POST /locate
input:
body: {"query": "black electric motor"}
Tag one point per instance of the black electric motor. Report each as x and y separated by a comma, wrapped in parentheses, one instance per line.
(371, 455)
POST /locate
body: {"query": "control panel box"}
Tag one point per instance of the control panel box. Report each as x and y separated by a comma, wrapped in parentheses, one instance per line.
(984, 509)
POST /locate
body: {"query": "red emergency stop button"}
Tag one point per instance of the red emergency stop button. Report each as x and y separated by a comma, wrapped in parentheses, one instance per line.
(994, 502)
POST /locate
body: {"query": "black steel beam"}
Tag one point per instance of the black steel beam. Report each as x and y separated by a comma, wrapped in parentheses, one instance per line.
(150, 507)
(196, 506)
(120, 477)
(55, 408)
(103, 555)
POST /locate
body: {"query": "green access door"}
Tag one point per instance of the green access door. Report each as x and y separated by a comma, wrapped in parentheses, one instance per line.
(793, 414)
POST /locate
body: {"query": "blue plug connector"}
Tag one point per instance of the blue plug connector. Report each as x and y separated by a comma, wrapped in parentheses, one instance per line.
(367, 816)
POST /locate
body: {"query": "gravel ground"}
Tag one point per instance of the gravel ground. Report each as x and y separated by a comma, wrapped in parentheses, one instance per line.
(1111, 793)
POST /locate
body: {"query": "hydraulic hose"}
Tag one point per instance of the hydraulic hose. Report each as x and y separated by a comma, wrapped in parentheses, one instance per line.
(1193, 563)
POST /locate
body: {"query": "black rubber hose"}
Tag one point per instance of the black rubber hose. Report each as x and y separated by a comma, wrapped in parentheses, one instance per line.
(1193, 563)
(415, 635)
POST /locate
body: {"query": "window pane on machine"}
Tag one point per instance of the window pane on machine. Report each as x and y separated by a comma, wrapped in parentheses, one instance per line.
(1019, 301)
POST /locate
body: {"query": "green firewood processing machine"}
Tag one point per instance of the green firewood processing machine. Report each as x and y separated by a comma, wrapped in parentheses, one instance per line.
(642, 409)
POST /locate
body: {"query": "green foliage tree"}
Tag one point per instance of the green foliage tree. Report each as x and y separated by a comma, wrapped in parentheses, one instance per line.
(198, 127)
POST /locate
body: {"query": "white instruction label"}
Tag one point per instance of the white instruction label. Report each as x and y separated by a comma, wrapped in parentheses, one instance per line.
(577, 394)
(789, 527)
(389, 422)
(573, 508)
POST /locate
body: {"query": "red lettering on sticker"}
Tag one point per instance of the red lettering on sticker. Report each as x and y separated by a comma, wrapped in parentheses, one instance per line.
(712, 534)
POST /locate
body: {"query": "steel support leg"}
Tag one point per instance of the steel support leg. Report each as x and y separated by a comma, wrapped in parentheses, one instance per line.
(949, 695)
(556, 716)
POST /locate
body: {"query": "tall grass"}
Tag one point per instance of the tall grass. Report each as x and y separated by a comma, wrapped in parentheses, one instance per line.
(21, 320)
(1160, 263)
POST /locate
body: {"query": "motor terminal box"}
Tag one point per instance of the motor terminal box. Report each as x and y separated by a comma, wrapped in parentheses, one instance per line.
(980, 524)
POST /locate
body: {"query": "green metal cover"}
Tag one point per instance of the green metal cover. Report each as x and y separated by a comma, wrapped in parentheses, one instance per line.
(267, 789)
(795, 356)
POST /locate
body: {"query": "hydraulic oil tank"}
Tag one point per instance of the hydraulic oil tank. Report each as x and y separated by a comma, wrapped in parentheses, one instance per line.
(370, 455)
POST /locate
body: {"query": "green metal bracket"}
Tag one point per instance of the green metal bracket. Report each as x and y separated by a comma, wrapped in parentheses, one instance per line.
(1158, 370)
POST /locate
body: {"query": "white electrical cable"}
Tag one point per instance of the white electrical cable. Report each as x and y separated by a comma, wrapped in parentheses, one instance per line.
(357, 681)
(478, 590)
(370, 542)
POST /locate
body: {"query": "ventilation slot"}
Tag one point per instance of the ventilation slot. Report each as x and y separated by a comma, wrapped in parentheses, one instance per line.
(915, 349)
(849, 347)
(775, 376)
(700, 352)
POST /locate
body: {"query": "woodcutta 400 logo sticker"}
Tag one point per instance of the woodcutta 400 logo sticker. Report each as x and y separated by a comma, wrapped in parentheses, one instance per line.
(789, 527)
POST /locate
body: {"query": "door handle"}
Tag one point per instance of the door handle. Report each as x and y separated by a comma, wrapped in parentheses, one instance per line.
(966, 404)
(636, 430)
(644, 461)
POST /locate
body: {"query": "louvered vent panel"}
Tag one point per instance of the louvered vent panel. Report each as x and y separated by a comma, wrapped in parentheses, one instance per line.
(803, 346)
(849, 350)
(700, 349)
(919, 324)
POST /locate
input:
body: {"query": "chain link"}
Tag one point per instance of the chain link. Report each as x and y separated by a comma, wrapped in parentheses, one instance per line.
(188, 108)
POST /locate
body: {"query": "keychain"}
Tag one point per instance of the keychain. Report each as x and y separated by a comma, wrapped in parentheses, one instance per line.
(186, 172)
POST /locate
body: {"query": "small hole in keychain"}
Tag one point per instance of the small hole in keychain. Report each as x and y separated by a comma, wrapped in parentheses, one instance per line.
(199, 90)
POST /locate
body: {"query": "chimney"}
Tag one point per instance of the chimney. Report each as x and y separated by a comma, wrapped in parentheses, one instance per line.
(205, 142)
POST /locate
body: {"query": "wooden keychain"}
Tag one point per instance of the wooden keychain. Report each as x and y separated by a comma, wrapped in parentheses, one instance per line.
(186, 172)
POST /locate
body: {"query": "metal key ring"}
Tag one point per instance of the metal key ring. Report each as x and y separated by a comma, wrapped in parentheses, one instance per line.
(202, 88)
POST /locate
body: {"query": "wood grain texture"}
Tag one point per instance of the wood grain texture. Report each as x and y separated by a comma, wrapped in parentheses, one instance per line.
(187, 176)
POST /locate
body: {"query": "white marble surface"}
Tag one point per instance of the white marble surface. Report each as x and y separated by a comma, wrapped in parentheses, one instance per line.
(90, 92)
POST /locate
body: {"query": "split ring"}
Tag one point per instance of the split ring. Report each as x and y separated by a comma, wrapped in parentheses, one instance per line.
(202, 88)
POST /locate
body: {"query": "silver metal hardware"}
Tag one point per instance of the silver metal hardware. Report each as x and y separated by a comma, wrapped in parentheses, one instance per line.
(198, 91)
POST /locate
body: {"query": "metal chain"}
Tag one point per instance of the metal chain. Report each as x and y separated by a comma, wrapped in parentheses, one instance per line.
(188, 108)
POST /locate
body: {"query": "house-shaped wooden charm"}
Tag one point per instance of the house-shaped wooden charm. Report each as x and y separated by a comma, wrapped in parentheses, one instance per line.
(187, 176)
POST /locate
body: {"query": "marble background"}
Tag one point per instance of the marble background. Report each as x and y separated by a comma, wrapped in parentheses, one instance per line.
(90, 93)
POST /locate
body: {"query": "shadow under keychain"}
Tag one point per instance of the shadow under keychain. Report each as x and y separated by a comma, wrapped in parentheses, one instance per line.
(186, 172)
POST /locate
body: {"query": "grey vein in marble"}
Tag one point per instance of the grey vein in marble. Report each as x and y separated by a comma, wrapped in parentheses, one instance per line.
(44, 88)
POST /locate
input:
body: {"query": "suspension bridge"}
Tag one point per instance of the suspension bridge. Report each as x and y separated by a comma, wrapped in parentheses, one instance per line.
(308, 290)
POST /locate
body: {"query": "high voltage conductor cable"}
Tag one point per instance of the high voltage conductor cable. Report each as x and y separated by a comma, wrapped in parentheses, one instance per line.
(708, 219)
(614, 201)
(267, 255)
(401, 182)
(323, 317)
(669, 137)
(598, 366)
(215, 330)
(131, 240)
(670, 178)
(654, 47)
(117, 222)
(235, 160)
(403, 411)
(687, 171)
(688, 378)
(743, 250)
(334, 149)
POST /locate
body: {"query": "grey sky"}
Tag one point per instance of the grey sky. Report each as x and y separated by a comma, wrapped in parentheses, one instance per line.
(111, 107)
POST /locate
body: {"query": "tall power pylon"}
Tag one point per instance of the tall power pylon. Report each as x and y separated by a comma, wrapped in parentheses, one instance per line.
+ + + +
Count the lines in the entries above that contain the word "grey", and reply with the number alone.

4